Task goal:
Among the entries below, only the lines starting at the one with "of the dense" and ending at the one with "of the handrail", both included, are to be printed exactly.

Data shown:
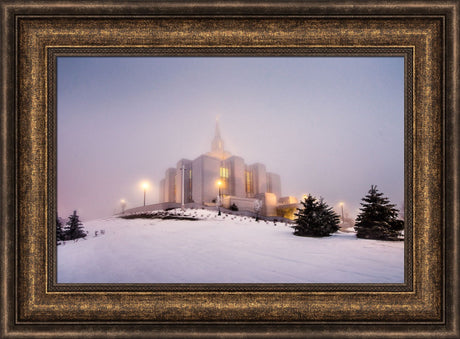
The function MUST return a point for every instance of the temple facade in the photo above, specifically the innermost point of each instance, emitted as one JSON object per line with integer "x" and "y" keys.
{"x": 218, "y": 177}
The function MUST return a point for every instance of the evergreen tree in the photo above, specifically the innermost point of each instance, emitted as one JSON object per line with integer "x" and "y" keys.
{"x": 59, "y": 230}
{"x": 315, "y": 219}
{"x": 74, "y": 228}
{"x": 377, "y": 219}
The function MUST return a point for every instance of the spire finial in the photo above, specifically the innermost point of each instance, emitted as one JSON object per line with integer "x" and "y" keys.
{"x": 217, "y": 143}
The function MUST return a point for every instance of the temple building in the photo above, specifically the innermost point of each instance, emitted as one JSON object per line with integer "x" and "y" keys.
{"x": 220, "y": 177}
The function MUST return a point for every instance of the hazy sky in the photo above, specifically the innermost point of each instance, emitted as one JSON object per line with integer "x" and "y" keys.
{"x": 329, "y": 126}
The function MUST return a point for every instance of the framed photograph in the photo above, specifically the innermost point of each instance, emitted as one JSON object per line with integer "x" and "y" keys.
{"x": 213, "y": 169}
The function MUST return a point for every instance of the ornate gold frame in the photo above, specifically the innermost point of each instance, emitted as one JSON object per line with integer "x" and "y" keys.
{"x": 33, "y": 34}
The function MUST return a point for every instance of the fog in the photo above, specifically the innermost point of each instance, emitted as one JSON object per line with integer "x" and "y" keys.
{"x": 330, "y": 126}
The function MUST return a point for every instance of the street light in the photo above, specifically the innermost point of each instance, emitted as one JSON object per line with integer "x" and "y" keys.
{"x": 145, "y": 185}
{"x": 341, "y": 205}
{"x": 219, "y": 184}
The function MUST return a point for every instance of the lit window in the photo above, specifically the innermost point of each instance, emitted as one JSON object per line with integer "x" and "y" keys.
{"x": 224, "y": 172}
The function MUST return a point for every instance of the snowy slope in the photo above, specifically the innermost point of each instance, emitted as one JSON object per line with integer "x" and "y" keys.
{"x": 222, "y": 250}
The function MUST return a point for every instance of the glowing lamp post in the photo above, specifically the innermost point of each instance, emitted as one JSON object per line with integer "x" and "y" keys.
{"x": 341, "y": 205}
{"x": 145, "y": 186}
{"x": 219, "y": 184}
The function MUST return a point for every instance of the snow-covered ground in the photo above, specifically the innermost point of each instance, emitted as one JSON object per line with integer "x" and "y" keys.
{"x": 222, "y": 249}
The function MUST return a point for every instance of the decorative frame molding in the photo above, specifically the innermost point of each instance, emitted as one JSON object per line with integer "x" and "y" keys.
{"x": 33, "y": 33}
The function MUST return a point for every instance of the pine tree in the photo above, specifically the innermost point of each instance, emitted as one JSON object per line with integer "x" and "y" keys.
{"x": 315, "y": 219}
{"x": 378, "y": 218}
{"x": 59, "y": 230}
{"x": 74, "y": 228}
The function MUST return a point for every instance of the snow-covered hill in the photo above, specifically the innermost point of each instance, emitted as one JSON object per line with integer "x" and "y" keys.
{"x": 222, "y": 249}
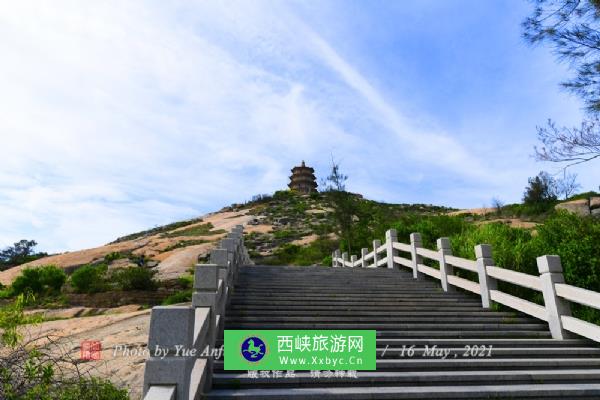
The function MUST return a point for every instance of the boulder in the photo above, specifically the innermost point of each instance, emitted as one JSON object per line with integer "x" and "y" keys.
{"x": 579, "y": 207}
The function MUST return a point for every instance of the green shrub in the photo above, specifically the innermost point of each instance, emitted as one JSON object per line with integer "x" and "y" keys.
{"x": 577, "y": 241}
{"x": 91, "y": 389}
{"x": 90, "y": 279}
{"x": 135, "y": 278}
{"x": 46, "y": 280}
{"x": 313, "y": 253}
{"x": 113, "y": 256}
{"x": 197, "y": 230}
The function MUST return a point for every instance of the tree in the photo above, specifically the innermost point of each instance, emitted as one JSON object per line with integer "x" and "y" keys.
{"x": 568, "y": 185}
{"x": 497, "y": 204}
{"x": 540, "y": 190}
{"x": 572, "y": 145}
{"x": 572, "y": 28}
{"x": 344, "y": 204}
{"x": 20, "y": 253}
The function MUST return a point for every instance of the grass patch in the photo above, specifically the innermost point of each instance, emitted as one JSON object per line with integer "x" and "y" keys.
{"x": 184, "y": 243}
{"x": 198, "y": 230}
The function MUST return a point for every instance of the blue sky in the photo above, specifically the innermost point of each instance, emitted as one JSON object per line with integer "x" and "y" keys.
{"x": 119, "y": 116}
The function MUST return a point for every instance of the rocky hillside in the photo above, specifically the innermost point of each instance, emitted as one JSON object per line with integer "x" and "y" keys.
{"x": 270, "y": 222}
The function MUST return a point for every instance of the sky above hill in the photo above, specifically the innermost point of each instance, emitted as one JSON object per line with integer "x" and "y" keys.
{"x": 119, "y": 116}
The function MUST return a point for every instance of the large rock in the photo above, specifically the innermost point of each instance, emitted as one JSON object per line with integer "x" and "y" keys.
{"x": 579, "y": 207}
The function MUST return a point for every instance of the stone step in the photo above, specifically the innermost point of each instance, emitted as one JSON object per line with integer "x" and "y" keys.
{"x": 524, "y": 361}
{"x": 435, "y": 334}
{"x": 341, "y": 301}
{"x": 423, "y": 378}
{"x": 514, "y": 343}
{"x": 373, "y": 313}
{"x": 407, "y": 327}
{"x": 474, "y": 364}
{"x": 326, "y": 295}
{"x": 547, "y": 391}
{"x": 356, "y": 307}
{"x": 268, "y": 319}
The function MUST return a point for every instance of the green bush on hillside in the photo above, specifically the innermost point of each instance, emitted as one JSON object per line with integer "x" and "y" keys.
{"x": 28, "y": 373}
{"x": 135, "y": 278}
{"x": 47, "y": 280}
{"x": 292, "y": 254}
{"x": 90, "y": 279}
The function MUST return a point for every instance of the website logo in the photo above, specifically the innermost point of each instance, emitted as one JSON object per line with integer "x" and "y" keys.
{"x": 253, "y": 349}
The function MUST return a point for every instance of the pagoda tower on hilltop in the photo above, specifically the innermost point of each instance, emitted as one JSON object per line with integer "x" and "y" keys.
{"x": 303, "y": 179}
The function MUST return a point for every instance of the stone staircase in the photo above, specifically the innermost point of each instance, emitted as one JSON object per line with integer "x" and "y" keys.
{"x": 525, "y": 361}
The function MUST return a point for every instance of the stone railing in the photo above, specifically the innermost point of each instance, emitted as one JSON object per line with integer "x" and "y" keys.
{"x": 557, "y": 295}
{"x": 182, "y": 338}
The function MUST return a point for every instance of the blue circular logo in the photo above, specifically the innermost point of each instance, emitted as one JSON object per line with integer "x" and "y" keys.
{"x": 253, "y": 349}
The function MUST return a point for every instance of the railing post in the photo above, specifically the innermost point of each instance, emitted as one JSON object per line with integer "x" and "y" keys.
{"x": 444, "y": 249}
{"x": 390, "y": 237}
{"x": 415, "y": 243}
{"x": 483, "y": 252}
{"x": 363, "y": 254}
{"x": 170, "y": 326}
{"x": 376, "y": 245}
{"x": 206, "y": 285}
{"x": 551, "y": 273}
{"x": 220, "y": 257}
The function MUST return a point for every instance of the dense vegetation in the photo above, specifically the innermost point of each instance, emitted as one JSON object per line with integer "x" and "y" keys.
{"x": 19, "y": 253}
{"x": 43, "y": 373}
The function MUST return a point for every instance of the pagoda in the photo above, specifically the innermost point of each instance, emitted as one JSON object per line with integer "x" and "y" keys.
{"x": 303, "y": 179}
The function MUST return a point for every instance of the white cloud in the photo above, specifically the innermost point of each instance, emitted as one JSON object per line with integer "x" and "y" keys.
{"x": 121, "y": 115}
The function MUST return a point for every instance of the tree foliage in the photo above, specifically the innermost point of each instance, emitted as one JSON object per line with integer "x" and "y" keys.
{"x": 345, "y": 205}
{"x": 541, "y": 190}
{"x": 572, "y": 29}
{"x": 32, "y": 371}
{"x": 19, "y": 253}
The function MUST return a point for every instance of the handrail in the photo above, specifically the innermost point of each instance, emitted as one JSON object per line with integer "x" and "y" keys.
---
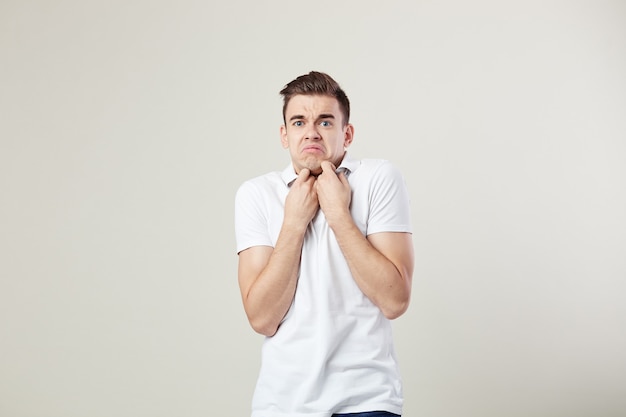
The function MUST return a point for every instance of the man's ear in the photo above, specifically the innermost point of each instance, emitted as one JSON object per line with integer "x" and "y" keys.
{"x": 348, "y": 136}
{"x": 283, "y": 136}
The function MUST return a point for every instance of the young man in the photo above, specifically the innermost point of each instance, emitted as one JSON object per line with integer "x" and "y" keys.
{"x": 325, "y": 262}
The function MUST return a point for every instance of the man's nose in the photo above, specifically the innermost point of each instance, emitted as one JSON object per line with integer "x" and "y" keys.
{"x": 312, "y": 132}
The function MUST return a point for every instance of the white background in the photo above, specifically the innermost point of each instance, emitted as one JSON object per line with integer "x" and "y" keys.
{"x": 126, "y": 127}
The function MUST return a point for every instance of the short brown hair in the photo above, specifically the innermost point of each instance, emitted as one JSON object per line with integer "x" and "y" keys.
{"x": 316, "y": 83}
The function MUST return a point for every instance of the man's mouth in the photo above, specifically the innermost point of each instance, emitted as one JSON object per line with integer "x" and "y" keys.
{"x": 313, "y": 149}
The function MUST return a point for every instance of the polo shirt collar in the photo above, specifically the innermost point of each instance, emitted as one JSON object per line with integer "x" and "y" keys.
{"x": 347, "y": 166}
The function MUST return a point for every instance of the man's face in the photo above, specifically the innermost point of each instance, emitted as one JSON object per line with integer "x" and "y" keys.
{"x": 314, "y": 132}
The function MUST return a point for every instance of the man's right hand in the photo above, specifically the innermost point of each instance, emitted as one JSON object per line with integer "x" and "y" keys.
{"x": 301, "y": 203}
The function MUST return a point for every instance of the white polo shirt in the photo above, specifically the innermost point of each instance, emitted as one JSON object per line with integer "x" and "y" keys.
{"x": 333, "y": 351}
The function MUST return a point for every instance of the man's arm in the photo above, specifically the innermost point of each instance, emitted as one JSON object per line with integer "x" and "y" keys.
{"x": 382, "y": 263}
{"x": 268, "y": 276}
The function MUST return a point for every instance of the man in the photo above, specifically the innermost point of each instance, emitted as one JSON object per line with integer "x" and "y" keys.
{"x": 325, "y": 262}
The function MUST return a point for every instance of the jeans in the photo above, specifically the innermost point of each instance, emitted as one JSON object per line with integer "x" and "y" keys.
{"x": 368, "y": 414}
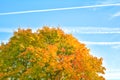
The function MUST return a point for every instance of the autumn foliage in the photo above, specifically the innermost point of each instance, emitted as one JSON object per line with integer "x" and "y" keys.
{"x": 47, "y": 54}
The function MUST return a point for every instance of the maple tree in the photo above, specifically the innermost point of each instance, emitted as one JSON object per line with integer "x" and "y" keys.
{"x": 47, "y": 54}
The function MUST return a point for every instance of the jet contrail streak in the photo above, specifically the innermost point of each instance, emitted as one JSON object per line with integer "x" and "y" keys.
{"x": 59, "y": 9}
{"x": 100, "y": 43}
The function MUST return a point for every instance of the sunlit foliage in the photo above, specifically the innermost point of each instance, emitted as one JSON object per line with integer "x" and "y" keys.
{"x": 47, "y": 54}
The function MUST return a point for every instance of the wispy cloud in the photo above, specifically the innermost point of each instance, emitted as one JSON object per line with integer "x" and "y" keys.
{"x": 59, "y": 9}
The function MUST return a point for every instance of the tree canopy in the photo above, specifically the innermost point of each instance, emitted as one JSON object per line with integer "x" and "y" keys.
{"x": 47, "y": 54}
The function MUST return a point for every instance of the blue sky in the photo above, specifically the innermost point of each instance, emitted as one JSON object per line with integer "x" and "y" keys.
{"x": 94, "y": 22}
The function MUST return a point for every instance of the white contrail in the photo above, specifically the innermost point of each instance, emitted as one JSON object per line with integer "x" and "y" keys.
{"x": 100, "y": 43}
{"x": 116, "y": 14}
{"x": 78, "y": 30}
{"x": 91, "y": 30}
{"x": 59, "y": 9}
* * *
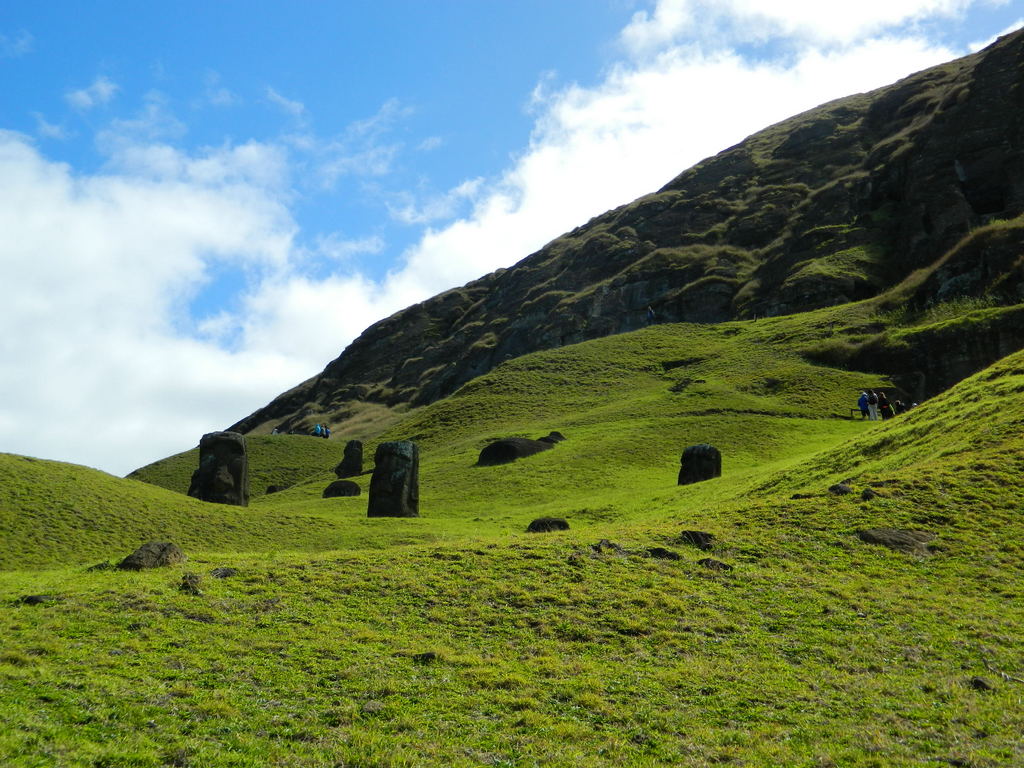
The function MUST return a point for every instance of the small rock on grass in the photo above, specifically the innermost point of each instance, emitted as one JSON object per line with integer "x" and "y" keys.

Response to this exercise:
The function MUST return a point for every instance of the dense vegetation in the photo above, specifically the innermost point of each instance, emitted as one JSON object per line with integer "x" and "y" keys.
{"x": 19, "y": 253}
{"x": 43, "y": 373}
The function MUST return a point for every instance of the pagoda in the photo above, specifically the innermost point of each instance, emitted as one JSON object per line with integer "x" and "y" keys.
{"x": 303, "y": 179}
The function MUST return a point for every instance of the white cloud in the photo above, specifically the innermost point of each instance, emitted as one JSON object per line with integer "x" and "y" keys.
{"x": 121, "y": 115}
The function MUST return a point for every instance of the tree foliage in the photo above, specifically the innermost point of each instance, emitted as one JSON object per line with integer "x" and "y" keys.
{"x": 345, "y": 205}
{"x": 541, "y": 190}
{"x": 572, "y": 29}
{"x": 32, "y": 371}
{"x": 19, "y": 253}
The function MUST return a point for every instance of the handrail in the photo above, specifically the innermost point of each instance, emitted as one JSON object per line with integer "x" and "y" keys.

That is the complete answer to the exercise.